Set problem:
Your task is to reproduce the material exactly.

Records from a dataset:

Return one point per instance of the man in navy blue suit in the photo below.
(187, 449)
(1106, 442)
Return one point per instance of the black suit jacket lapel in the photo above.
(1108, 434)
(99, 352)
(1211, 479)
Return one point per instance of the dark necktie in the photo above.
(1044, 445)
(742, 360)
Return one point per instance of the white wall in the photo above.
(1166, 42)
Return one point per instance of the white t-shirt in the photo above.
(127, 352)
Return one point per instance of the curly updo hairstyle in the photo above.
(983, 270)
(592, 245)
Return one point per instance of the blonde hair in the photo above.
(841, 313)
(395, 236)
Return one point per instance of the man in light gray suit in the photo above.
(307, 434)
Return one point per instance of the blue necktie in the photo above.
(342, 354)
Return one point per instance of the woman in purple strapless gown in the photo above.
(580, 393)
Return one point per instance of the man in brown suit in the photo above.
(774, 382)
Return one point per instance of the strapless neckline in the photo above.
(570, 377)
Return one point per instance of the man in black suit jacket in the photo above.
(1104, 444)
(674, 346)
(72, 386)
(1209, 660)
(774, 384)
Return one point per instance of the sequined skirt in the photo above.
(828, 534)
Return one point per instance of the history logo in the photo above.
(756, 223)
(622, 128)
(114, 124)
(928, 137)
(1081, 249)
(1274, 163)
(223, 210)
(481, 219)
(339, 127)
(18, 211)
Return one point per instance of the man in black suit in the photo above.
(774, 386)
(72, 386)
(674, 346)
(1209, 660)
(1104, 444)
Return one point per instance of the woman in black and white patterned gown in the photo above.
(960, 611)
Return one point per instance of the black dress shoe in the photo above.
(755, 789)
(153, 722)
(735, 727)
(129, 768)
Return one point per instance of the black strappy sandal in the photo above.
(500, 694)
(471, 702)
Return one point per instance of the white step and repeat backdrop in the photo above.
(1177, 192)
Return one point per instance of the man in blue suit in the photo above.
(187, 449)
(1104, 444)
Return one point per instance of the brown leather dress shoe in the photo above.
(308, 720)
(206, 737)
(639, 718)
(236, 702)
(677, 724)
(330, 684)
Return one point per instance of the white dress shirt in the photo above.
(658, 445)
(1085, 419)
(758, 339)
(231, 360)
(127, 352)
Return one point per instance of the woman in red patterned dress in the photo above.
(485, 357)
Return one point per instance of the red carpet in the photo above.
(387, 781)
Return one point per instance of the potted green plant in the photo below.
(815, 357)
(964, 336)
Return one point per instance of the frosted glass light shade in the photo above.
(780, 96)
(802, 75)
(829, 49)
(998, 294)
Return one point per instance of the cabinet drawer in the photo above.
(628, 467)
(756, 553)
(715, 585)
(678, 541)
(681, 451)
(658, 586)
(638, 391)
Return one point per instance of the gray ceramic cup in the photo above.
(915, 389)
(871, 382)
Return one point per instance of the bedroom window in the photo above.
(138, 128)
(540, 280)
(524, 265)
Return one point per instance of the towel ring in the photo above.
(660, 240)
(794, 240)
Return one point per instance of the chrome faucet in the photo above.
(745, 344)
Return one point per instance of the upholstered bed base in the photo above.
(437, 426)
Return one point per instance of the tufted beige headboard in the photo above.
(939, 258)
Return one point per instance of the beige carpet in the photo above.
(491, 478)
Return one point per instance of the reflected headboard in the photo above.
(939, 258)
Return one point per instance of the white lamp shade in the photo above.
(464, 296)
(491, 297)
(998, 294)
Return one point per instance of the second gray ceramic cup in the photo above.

Correct output:
Return one point per instance of the man in navy blue suit in the photo below.
(187, 449)
(1106, 442)
Return one point per instance of the black suit jacket lapel in the photo above.
(1108, 434)
(99, 352)
(1211, 479)
Return one point per instance of the dark necktie in the photo above.
(1044, 445)
(742, 360)
Return one point per instance of the white wall in the photo above.
(1166, 42)
Return one point per instance of the white t-shirt in the photo above.
(127, 352)
Return one point per instance of the curly updo hairstyle in the photo above.
(983, 270)
(592, 245)
Return one point per instance of the blonde hair in the photo above.
(841, 313)
(395, 236)
Return one point per instance of the man in light gray suit in the photo above.
(307, 434)
Return one point per instance of the blue necktie in the photo above.
(342, 354)
Return one point per instance of the woman in purple strapless gown in the photo above.
(580, 393)
Return one point per instance of the man in brown suit in the photo above.
(774, 382)
Return one point per instance of the strapless neckline in the photo above.
(570, 377)
Return one point per instance of the man in black suit jacket in the photo above.
(1104, 444)
(674, 346)
(72, 386)
(1209, 660)
(774, 384)
Return one point per instance of the sequined skirt in the photo above.
(828, 534)
Return one point per instance of the history logo in the photo above.
(756, 223)
(622, 128)
(114, 124)
(928, 137)
(1081, 249)
(1274, 163)
(223, 210)
(481, 219)
(339, 127)
(18, 211)
Return one point per instance of the man in black suit in the photo above.
(774, 386)
(72, 386)
(674, 346)
(1209, 660)
(1104, 444)
Return one point per instance of the woman in black and white patterned gown in the photo above.
(960, 611)
Return one point per instance of the black dress shoe in the photo above.
(755, 789)
(153, 722)
(735, 727)
(129, 768)
Return one point per instance of the black strappy sandal in the photo above.
(500, 694)
(471, 702)
Return one point per instance of the white step and repeat backdrop in the photo above.
(1177, 192)
Return one point per instance of the man in blue suit in the photo above.
(187, 449)
(1104, 444)
Return one point per instance of the brown leather dress shoe in the photo above.
(308, 720)
(206, 737)
(639, 718)
(236, 702)
(677, 724)
(330, 684)
Return one point per instance of the white dress shirt in the photo above.
(658, 445)
(1085, 419)
(758, 339)
(231, 360)
(127, 352)
Return one point per instance of the woman in red patterned dress in the photo above.
(485, 357)
Return one point per instance of the red carpet in the photo above.
(387, 781)
Return one point per instance of the potted green plant in the photo below.
(815, 357)
(964, 336)
Return one point per instance of the frosted glass light shade in the photo above.
(780, 96)
(802, 75)
(829, 49)
(998, 294)
Return one point per instance of the cabinet drawer in the photo above.
(628, 467)
(756, 553)
(715, 585)
(678, 541)
(681, 451)
(658, 586)
(638, 391)
Return one point per instance of the gray ceramic cup in the photo above.
(915, 389)
(871, 382)
Return one point per instance of the bedroom window in the photo above.
(138, 128)
(540, 280)
(524, 265)
Return one point per instance of the towel ring in the photo above.
(660, 240)
(794, 240)
Return one point per instance of the chrome faucet in the photo above.
(745, 344)
Return one point per instance of the upholstered bed base in the photo above.
(437, 426)
Return one point per instance of the tufted beige headboard in the photo above.
(939, 258)
Return one point per instance of the beige carpet in the photo above.
(491, 478)
Return one point per instance of the reflected headboard in the photo above.
(939, 258)
Return one point per instance of the white lamp shade in the photo above.
(464, 296)
(491, 297)
(998, 294)
Return one point per instance of the second gray ceramic cup in the photo above.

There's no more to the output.